§ Requirement
List all the lines in these records that hold "vest".
Content starts
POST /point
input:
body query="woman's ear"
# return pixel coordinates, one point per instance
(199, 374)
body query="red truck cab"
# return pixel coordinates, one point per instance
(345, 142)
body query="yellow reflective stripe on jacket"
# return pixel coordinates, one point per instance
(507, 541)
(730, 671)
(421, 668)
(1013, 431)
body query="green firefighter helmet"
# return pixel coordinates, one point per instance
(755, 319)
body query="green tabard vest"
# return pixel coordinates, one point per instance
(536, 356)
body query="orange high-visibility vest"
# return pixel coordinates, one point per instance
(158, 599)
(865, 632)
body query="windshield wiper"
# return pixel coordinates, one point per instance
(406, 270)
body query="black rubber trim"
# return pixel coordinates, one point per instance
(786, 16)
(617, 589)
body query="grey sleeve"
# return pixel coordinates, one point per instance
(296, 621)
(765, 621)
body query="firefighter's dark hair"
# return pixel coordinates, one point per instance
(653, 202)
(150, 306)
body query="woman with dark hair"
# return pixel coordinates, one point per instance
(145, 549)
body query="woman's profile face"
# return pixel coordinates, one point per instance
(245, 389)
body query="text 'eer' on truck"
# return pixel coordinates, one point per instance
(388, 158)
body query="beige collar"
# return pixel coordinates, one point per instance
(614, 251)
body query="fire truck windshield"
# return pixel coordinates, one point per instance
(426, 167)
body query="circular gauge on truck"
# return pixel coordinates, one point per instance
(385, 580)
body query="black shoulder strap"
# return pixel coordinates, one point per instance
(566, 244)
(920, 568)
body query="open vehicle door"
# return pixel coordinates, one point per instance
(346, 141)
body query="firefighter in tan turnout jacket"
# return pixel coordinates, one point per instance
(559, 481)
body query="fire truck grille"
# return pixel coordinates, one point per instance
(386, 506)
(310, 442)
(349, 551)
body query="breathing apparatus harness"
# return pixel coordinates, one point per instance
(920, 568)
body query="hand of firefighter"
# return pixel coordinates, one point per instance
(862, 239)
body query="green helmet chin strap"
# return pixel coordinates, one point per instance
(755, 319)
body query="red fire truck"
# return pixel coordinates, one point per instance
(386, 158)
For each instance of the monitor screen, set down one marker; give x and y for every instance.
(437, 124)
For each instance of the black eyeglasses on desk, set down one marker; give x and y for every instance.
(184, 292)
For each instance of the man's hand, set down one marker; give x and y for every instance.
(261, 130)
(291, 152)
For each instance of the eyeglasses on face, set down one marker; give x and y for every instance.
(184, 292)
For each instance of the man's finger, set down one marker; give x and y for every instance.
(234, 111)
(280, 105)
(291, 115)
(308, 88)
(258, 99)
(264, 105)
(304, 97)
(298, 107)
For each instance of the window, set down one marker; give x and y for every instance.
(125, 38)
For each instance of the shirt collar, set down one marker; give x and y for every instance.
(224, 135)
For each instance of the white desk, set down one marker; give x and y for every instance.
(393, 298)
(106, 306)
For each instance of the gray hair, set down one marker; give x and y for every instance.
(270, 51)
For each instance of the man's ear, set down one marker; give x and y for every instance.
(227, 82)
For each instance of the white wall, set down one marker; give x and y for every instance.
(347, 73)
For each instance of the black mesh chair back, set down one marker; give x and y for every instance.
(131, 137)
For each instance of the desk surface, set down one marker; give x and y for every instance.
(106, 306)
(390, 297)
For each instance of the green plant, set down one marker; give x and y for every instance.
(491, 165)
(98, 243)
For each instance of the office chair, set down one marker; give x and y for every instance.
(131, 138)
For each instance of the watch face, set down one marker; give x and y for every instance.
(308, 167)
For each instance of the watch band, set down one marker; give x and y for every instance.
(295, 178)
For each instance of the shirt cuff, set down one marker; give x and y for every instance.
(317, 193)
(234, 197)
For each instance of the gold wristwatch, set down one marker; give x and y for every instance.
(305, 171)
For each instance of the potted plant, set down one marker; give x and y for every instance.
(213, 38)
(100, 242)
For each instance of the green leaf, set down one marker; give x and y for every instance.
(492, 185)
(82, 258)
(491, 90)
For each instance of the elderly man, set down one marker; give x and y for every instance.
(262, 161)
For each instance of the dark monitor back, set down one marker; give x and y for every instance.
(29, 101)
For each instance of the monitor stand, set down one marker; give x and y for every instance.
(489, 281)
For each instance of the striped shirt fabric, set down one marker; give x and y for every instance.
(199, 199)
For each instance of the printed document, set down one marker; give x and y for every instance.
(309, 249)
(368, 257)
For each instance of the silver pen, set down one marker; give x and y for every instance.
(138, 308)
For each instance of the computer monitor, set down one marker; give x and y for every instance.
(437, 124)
Content ends
§ Exercise result
body query="green tabard vest"
body query="orange high-visibility vest"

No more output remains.